[DATA RECORDS]
****************************************

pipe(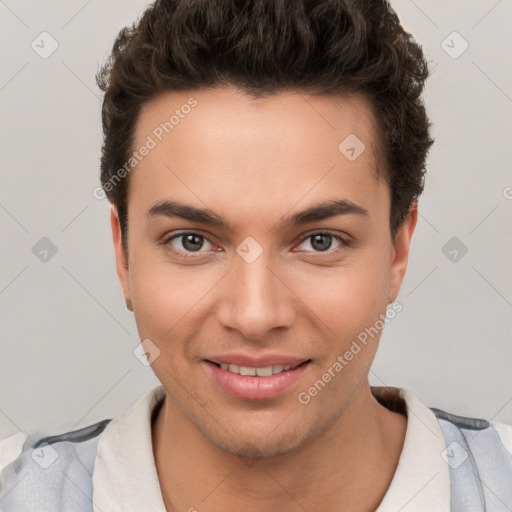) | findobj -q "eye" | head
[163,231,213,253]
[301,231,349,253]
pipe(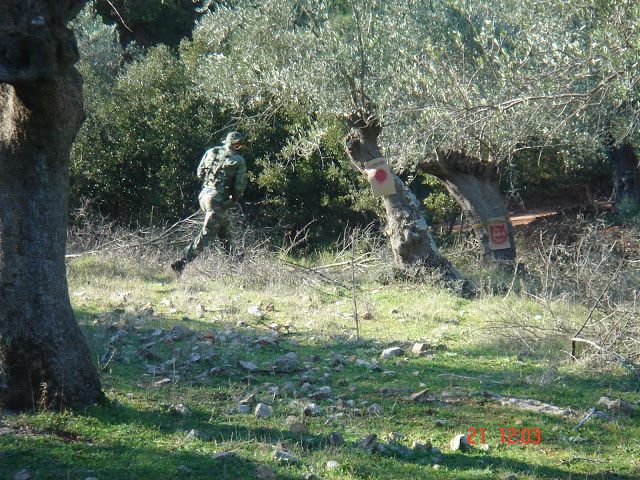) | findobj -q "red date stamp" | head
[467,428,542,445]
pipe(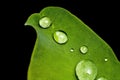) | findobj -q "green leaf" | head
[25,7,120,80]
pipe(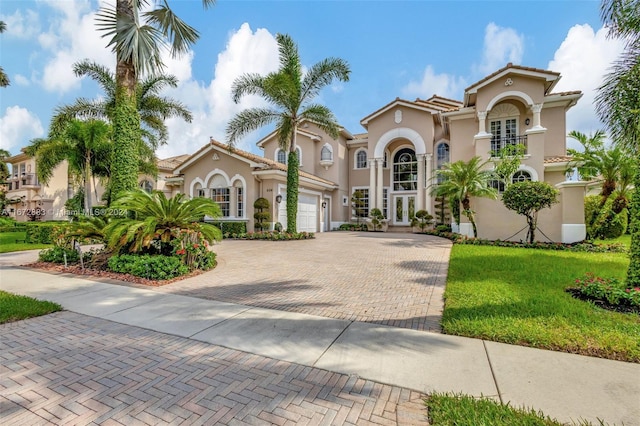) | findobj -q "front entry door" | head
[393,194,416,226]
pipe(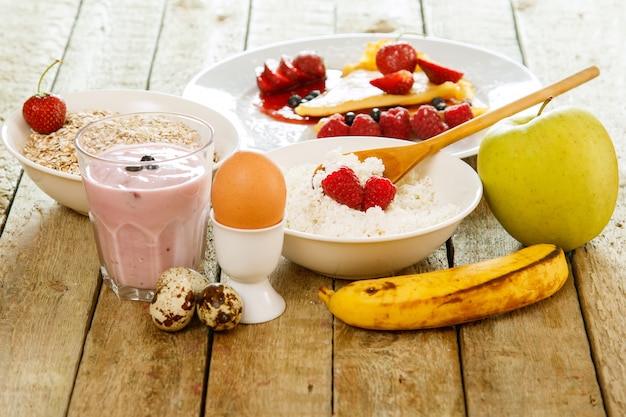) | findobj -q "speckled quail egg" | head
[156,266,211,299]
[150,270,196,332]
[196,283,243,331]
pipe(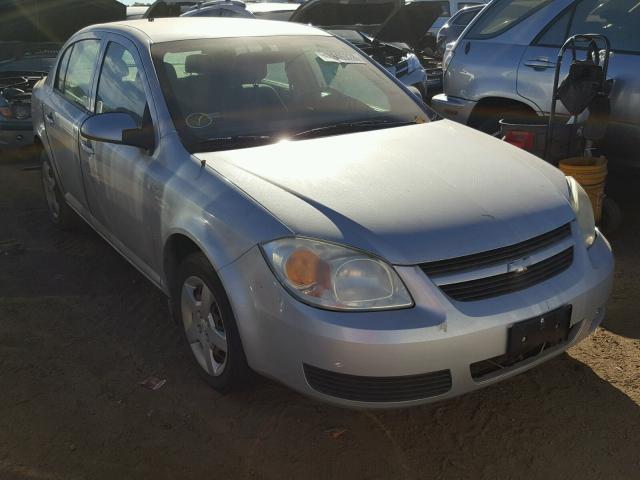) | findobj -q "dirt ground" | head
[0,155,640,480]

****************************************

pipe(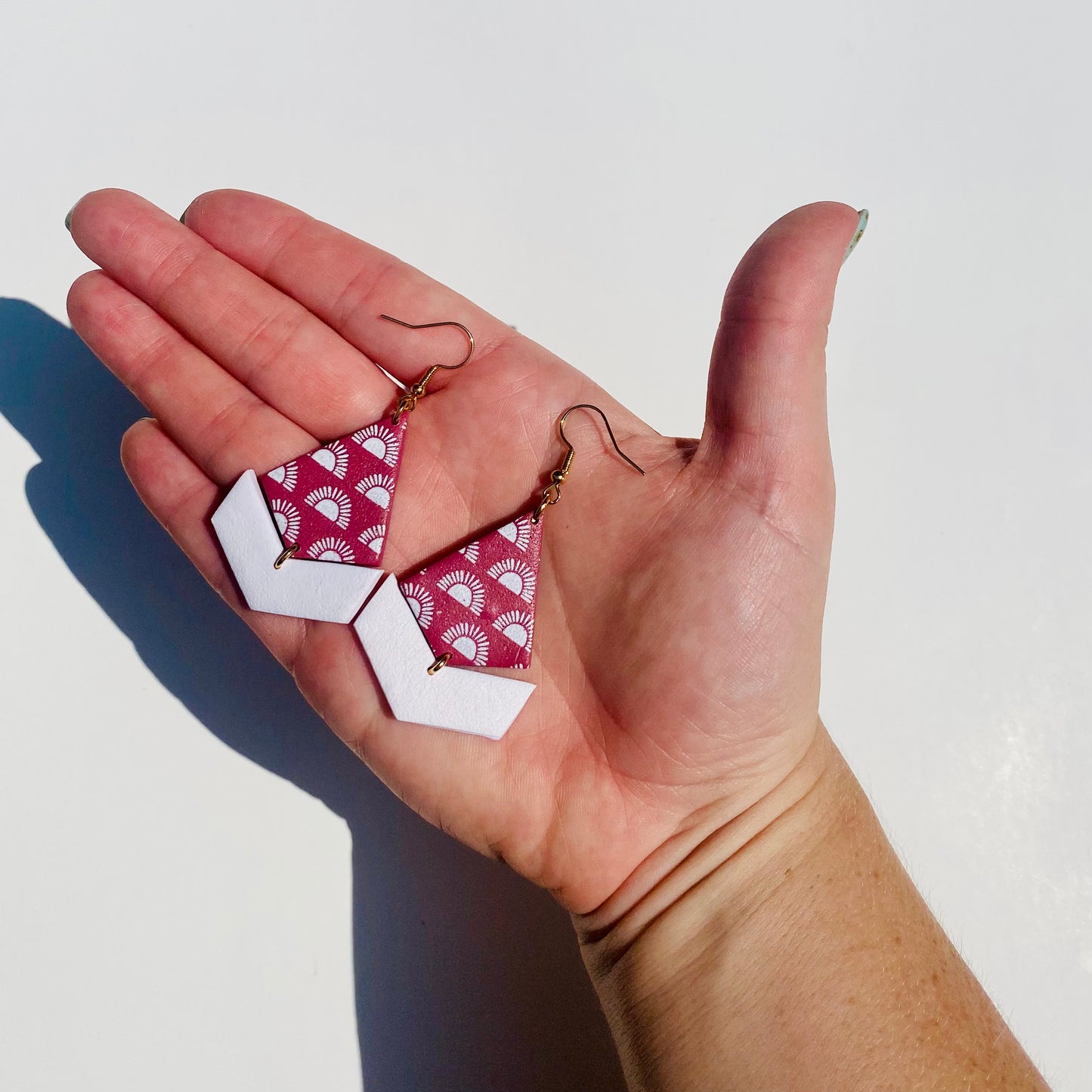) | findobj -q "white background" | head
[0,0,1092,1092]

****************************************

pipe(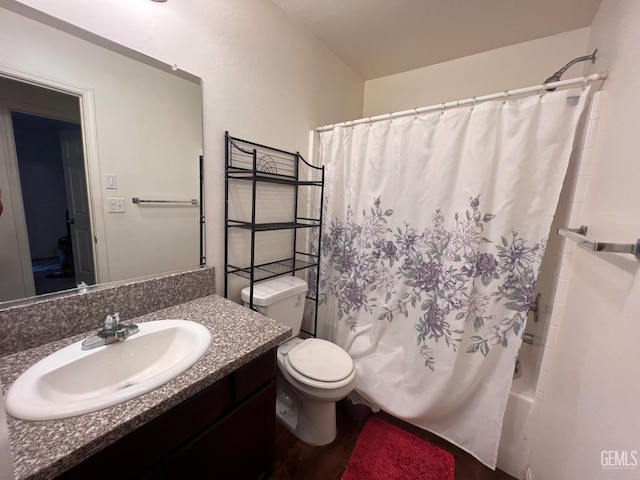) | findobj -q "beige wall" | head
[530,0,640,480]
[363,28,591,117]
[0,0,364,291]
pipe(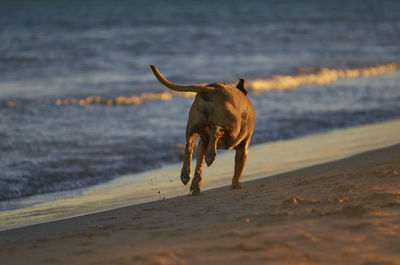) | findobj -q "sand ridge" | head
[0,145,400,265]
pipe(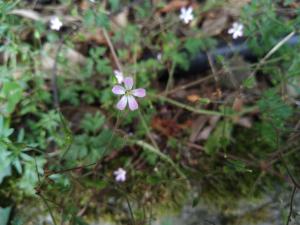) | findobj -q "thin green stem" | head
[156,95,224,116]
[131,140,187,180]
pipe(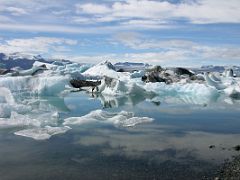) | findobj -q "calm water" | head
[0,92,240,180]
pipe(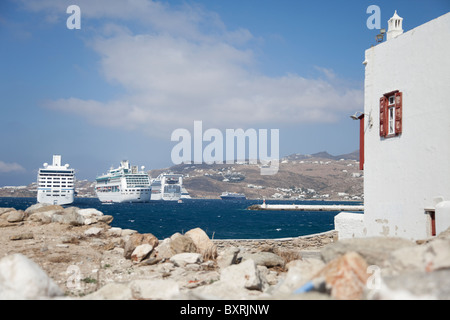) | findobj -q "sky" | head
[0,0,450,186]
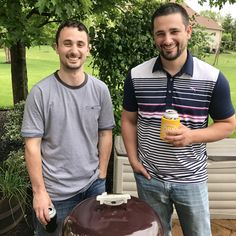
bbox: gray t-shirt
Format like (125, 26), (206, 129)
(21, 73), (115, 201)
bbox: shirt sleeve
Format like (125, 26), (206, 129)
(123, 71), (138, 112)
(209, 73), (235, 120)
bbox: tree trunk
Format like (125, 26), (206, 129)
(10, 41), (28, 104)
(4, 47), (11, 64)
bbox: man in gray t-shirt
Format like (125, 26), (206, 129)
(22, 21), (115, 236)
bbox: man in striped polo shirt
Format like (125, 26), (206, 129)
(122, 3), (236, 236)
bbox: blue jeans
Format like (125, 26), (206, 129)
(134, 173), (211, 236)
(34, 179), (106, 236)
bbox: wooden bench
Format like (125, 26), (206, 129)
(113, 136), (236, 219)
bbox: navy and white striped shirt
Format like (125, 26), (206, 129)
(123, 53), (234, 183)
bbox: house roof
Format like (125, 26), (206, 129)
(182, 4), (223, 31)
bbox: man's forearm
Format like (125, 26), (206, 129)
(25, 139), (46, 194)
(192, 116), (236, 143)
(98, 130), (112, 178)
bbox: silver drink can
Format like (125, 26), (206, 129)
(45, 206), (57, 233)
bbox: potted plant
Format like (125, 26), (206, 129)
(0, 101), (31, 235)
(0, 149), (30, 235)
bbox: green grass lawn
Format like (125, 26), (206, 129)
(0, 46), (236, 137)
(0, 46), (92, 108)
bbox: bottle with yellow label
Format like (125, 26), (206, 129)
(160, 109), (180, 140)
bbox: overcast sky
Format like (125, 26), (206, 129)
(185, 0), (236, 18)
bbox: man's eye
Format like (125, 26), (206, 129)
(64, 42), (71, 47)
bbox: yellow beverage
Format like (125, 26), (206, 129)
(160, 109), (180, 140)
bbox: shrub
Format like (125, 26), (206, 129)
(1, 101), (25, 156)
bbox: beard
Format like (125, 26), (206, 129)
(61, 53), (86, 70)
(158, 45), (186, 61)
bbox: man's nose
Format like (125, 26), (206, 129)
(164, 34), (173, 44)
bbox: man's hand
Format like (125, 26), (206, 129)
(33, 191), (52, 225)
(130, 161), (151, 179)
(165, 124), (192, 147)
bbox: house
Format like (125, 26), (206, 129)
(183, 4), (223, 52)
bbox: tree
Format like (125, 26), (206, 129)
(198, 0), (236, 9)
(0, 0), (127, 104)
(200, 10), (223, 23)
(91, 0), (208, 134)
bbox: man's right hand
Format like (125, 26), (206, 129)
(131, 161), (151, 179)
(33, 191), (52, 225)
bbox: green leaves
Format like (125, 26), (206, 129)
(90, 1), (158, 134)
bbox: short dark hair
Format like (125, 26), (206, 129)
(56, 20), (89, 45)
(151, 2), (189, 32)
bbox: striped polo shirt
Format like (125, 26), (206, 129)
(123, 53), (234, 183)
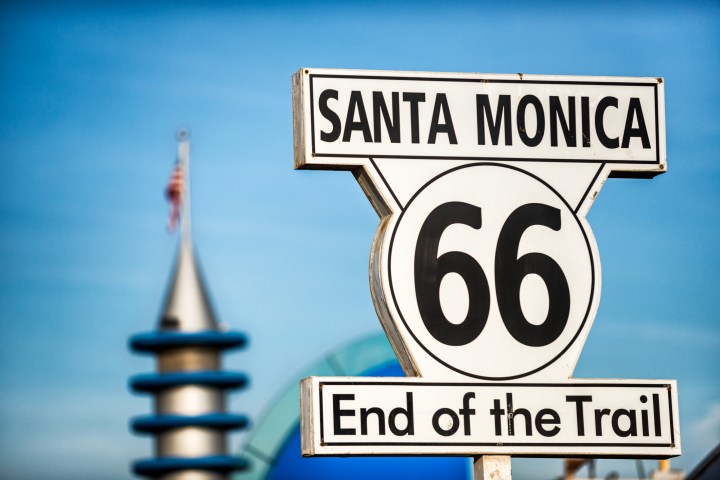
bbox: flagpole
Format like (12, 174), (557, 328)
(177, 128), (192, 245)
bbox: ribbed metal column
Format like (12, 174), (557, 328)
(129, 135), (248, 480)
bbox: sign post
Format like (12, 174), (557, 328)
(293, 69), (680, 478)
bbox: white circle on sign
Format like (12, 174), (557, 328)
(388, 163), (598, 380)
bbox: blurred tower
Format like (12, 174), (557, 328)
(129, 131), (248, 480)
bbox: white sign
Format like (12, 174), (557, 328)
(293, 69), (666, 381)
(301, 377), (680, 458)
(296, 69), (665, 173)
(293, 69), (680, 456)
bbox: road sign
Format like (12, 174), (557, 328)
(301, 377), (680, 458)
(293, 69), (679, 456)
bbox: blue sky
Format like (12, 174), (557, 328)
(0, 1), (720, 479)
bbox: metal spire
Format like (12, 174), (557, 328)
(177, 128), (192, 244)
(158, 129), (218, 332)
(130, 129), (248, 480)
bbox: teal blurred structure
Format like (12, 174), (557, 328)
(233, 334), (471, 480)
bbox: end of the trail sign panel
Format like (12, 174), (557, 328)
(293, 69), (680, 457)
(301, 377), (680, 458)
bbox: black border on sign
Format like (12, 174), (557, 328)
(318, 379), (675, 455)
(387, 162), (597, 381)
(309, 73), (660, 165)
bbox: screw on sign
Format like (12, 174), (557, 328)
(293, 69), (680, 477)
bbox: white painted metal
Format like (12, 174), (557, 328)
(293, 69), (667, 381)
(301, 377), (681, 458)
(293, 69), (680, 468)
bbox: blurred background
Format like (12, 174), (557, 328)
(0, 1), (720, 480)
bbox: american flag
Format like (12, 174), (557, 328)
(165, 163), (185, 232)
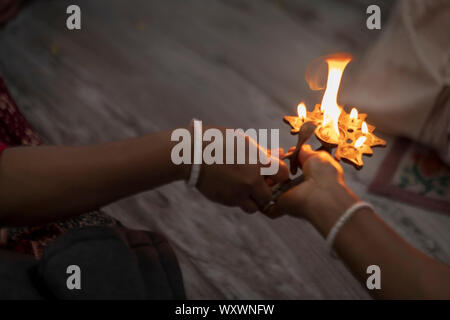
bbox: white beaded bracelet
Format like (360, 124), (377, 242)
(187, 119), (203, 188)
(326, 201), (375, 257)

****************************************

[TASK OBJECTIVE] Rewrite the rows from the line holding "bbox: green grass lawn" through the line holding "(129, 131), (248, 480)", inclusive, switching "Format like" to "Formatted as" wherever it appears and leaving everything else as it is. Leave the pictures out of your answer.

[COMPLETED EXERCISE]
bbox: green grass lawn
Formatted as (125, 26), (206, 129)
(0, 46), (236, 137)
(0, 46), (92, 108)
bbox: bottle with yellow label
Formatted as (125, 26), (206, 129)
(160, 109), (180, 140)
bbox: overcast sky
Formatted as (125, 26), (206, 129)
(185, 0), (236, 18)
bbox: man's eye
Formatted as (125, 26), (206, 129)
(64, 42), (71, 47)
bbox: yellow beverage
Formatted as (125, 26), (206, 129)
(160, 109), (180, 140)
bbox: shrub
Formatted as (125, 26), (206, 129)
(1, 101), (25, 156)
bbox: beard
Formatted as (125, 26), (206, 129)
(61, 53), (86, 70)
(158, 45), (186, 61)
bbox: man's nose
Formatted as (125, 26), (206, 129)
(164, 34), (173, 44)
bbox: man's hand
Formatted as (125, 26), (206, 129)
(33, 191), (52, 225)
(130, 161), (151, 179)
(165, 124), (192, 147)
bbox: house
Formatted as (125, 26), (206, 129)
(183, 4), (223, 52)
bbox: tree
Formatted as (125, 26), (206, 129)
(198, 0), (236, 9)
(0, 0), (127, 104)
(200, 10), (223, 23)
(91, 0), (208, 134)
bbox: man's right hand
Formatted as (125, 26), (206, 129)
(131, 161), (151, 179)
(33, 191), (52, 225)
bbox: green leaves
Formatted as (125, 26), (206, 129)
(90, 1), (158, 134)
bbox: short dark hair
Formatted as (125, 26), (206, 129)
(56, 20), (89, 45)
(151, 2), (189, 32)
bbox: striped polo shirt
Formatted as (125, 26), (206, 129)
(123, 53), (234, 183)
bbox: flagpole
Formatted as (12, 174), (557, 328)
(177, 128), (192, 245)
bbox: ribbed metal column
Formatted as (12, 174), (557, 328)
(129, 135), (248, 480)
bbox: sign post
Formatted as (12, 174), (557, 328)
(293, 69), (680, 478)
bbox: white circle on sign
Formatted as (12, 174), (557, 328)
(388, 163), (598, 380)
bbox: blurred tower
Formatted as (12, 174), (557, 328)
(129, 131), (248, 480)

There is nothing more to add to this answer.